**What is expected:**
Rewrite every line of the records below as a JSON list of strings, one string per line. Skip blank lines and leave the pictures out.

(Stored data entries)
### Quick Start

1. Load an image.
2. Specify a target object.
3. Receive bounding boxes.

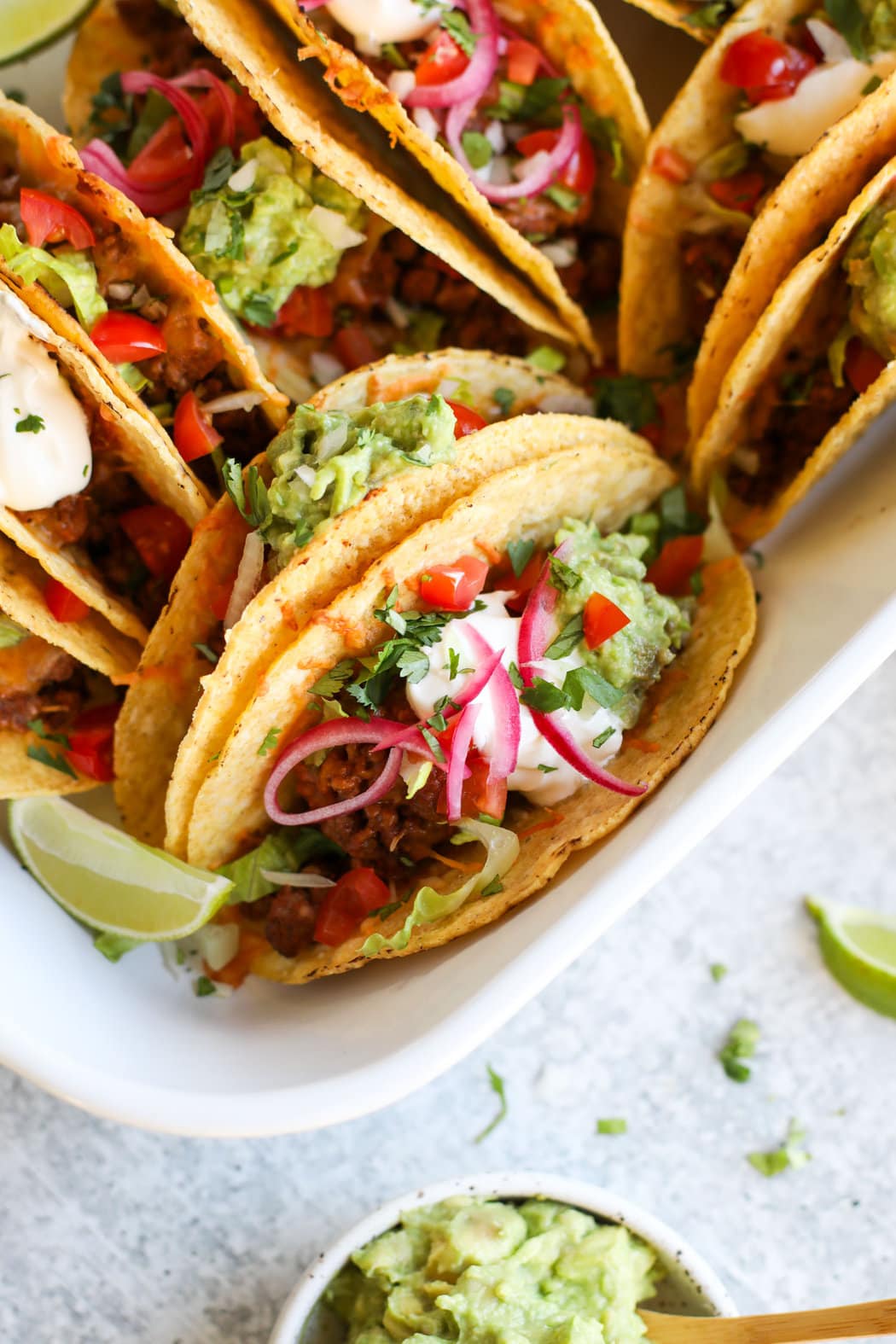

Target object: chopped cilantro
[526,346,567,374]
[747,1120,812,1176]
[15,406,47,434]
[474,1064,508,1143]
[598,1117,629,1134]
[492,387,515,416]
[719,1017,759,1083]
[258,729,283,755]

**Task answer:**
[
  "### Quick Start",
  "1. Load an image.",
  "2. Specify a target object.",
  "3. Receive bounding boxes.",
  "Target object: chopped cilantro",
  "[526,346,567,374]",
  "[747,1120,812,1176]",
  "[15,406,47,434]",
  "[474,1064,508,1143]",
  "[598,1117,629,1134]",
  "[492,387,515,416]",
  "[719,1017,759,1083]",
  "[258,729,283,755]"
]